**Source extract**
_ _ _ _ _

Kurtz gave several invited seminars and tutorials around the world. Over the years he held many visiting positions including:

• Nelder Visiting Fellow, Imperial College, London, U.K. April–May 2016.^[6]
• Guest Professor, Goethe University, Frankfurt, Germany, May–June, 2013.
• Visiting Fellow, Isaac Newton Institute for Mathematical Sciences, Cambridge, U.K, February–May, 2010.
• Very Important Visitor (VIV), Institute for Mathematics and its Applications, Minneapolis, 2003–2004.
• Visiting Professor, Stanford University, April–June, 1989
• Visiting Professor, University of Utah, Salt Lake City, January–March, 1989
• Visiting Professor, Université de Strasbourg, France, 1977–1978.
• Visiting Fellow, Australian National University, Canberra, 1973.

Prof. Kurtz served in many scientific committees and Editorial boards of academic journals. He was a trustee of the Mathematical Biosciences Institute in Columbus, Ohio.

Awards and honors

Kurtz was a former president of the Institute of Mathematical Statistics (2005–2006) and a former editor of the Annals of Probability (2000–2002). He was a Fellow of the Institute of Mathematical Statistics (IMS) and of the American Academy of Arts and Sciences. He was chosen to give the Wald Memorial Lectures in 2014 at the IMS Annual Meeting in Sydney, Australia.^[7]

He was elected as a Fellow of the American Mathematical Society in the 2020 Class, for "research in probability and its applications, especially for contributions to the study of Markov processes".^[8]

Publications

In his five decades of research, Kurtz published more than 100 peer-reviewed articles^[9] in prominent mathematical journals. He also authored four books, which are as follows:

1. Markov Processes: Characterization and Convergence (John Wiley & Sons Inc. 1986):^[10] This book with his former Ph.D. student Stewart Ethier is one of Kurtz’s most well-known works and it is a standard reference for advanced theory of Markov processes. This book develops an intricate, yet elegant mathematical framework for establishing the convergence of Markov processes and characterising the limiting process.
2. Stochastic Analysis of Biochemical Systems (Springer 2015): This book with David Anderson provides a timely survey of the wide array of methods and techniques that can be employed to analyze stochastic models of chemical reaction networks. Such models are frequently encountered in the rapidly growing field of Systems Biology. Mindful of the interdisciplinary nature of the research community in this field, the authors present the material in such a way that it is accessible to anyone who is familiar with the standard undergraduate mathematics curriculum.
3. Large Deviations for Stochastic Processes (American Mathematical Society 2006): This book with his former Ph.D. student Jin Feng, presents a general theory for obtaining large deviation results for a large class of stochastic processes. This theory is based on the idea that the large deviation principle for a sequence of Markov processes can be obtained by proving the convergence of an associated family of nonlinear semigroups. To overcome the formidable theoretical challenge of proving this convergence of nonlinear semigroups, the authors employ tools from the modern theory of viscosity solutions that has been developed for solving partial differential equation. With these viscosity methods, the authors demonstrate that large deviation results can be readily derived using their approach for a range of interesting examples.
4. Approximation of Population Processes (Society of Industrial and Applied Mathematics 1981): This book provides a self-contained treatment of the limiting behavior of a wide class of population processes as the population-size approaches infinity. Diffusion approximation results are developed for population processes on a very general state-space, thereby allowing the results to be applied in a variety of examples from Branching Processes, Population Genetics, Epidemics and Chemical Reaction Networks. Furthermore, random time-change formulas are introduced that provide sample path representations of complicated stochastic processes in terms of its simpler counterparts such as Poisson processes or Brownian motions. These formulas are used to derive approximation results and also examine the relationship between the stochastic process and the corresponding deterministic process in the “law of large numbers” limit.

_ _ _ _ _

**Tasks and exercises**
**A.** Answer each question from the Kurtz passage:
(i) Of which institute was Kurtz a trustee?
(ii) In what year and in which city did he give the Wald Memorial Lectures?
(iii) Who co-wrote Stochastic Analysis of Biochemical Systems with him?
**B.** Retype the part of the Kurtz passage that opens with the words containing "Kurtz gave several" and closes with "Strasbourg, France, 1977–1978.".
The data has a separate source from the Kurtz passage.

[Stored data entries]
_ _ _ _ _

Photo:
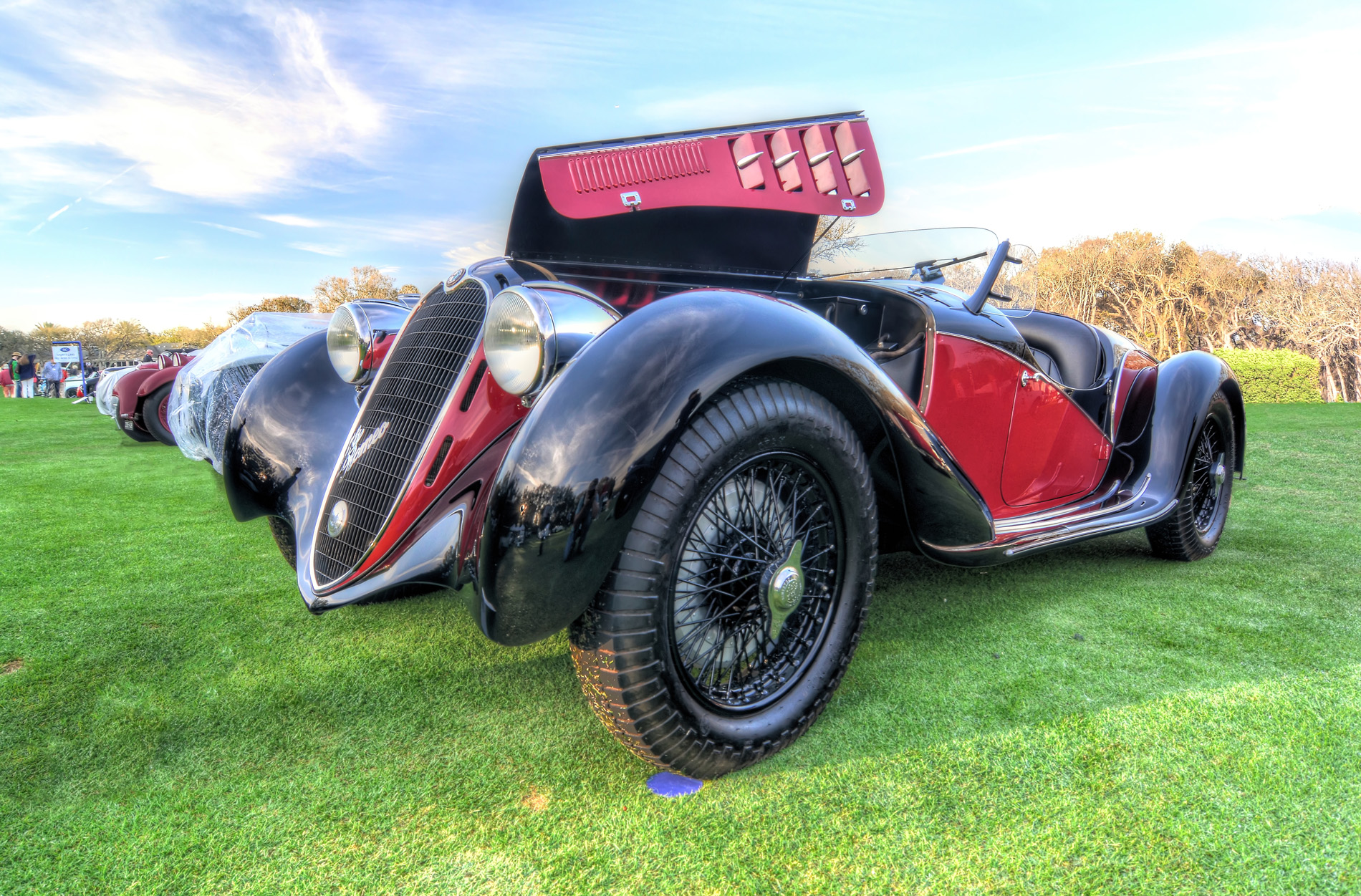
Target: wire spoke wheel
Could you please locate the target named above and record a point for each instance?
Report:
(738, 646)
(1193, 529)
(738, 602)
(1208, 471)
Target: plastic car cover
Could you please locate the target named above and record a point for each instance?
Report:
(104, 395)
(206, 391)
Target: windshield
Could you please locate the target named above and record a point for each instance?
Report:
(951, 255)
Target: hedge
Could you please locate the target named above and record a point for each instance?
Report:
(1274, 375)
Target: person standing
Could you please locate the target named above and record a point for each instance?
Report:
(52, 372)
(27, 371)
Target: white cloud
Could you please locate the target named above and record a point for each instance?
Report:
(154, 309)
(995, 145)
(319, 249)
(292, 221)
(476, 252)
(237, 231)
(122, 81)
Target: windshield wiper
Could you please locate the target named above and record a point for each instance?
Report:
(930, 270)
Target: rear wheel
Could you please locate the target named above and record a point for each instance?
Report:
(739, 597)
(1194, 527)
(155, 413)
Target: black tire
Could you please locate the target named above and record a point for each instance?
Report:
(151, 414)
(285, 538)
(765, 466)
(1194, 527)
(131, 430)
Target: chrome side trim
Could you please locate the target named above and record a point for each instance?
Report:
(927, 361)
(1070, 514)
(1049, 539)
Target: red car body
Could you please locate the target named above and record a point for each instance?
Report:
(134, 390)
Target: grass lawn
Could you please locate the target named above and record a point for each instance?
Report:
(1089, 721)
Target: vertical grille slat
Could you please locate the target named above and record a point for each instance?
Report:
(408, 397)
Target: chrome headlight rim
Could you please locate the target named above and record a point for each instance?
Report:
(357, 368)
(512, 382)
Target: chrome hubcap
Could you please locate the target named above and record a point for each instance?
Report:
(786, 590)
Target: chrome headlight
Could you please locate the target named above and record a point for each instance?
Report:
(535, 329)
(514, 341)
(349, 342)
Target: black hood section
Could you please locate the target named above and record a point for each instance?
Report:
(694, 237)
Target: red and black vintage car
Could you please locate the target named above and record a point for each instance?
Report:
(143, 398)
(677, 424)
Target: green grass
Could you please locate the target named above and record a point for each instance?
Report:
(180, 723)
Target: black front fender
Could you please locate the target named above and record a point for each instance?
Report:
(573, 480)
(1186, 388)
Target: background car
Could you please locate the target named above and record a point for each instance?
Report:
(206, 392)
(105, 398)
(680, 424)
(145, 398)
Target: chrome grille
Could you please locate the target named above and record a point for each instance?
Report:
(405, 402)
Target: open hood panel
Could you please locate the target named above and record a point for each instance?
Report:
(742, 198)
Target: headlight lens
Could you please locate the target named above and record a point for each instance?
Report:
(514, 344)
(346, 345)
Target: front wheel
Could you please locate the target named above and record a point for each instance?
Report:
(130, 429)
(738, 599)
(1194, 527)
(157, 414)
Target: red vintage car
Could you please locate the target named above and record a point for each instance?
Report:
(680, 421)
(143, 398)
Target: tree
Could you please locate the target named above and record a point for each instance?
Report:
(837, 239)
(365, 282)
(287, 304)
(188, 337)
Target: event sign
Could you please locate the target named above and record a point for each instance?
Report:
(67, 352)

_ _ _ _ _

**Written answers**
**A.**
(i) The Mathematical Biosciences Institute in Columbus, Ohio
(ii) 2014, in Sydney, Australia
(iii) David Anderson

**B.**
Kurtz gave several invited seminars and tutorials around the world. Over the years he held many visiting positions including:

• Nelder Visiting Fellow, Imperial College, London, U.K. April–May 2016.^[6]
• Guest Professor, Goethe University, Frankfurt, Germany, May–June, 2013.
• Visiting Fellow, Isaac Newton Institute for Mathematical Sciences, Cambridge, U.K, February–May, 2010.
• Very Important Visitor (VIV), Institute for Mathematics and its Applications, Minneapolis, 2003–2004.
• Visiting Professor, Stanford University, April–June, 1989
• Visiting Professor, University of Utah, Salt Lake City, January–March, 1989
• Visiting Professor, Université de Strasbourg, France, 1977–1978.